* [Requirements]: Write out the items again, beginning with the line that contains "Target = distant mountain range" and continuing through the end of the items. Keep the requests, shift every pixel coordinate in the answers by -118, and leave the pictures out.

(Data entries)
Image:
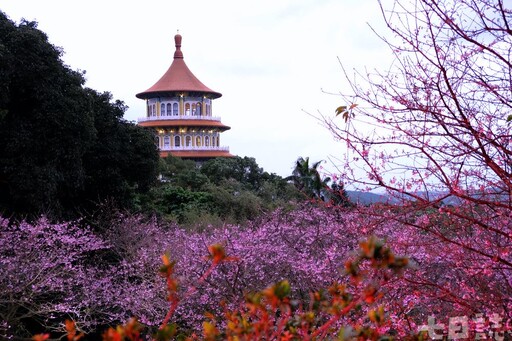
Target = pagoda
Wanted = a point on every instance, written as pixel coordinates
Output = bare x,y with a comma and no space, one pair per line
179,109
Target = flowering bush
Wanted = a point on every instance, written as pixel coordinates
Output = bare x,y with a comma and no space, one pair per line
58,271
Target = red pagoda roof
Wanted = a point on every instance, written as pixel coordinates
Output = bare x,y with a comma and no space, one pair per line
178,78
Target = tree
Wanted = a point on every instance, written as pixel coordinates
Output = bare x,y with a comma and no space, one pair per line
441,137
307,179
62,146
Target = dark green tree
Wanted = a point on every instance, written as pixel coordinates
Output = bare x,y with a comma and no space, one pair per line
55,134
308,180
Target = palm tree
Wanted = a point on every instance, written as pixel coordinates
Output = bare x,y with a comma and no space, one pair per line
307,179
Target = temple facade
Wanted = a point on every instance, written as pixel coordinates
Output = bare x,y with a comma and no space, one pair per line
179,109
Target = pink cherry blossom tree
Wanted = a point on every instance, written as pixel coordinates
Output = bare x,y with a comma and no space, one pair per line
432,131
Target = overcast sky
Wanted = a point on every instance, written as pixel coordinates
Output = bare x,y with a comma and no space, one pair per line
269,59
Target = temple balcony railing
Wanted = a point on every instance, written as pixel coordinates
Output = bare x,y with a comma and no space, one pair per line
191,148
182,117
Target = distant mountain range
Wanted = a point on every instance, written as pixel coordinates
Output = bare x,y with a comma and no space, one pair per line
367,198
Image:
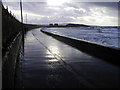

* [Solution to the problem]:
Target = distant mountain range
Wanted = a point on every instance, written as pixel coordinates
Output = bare x,y with a comma and no space, one pair per line
249,80
Image:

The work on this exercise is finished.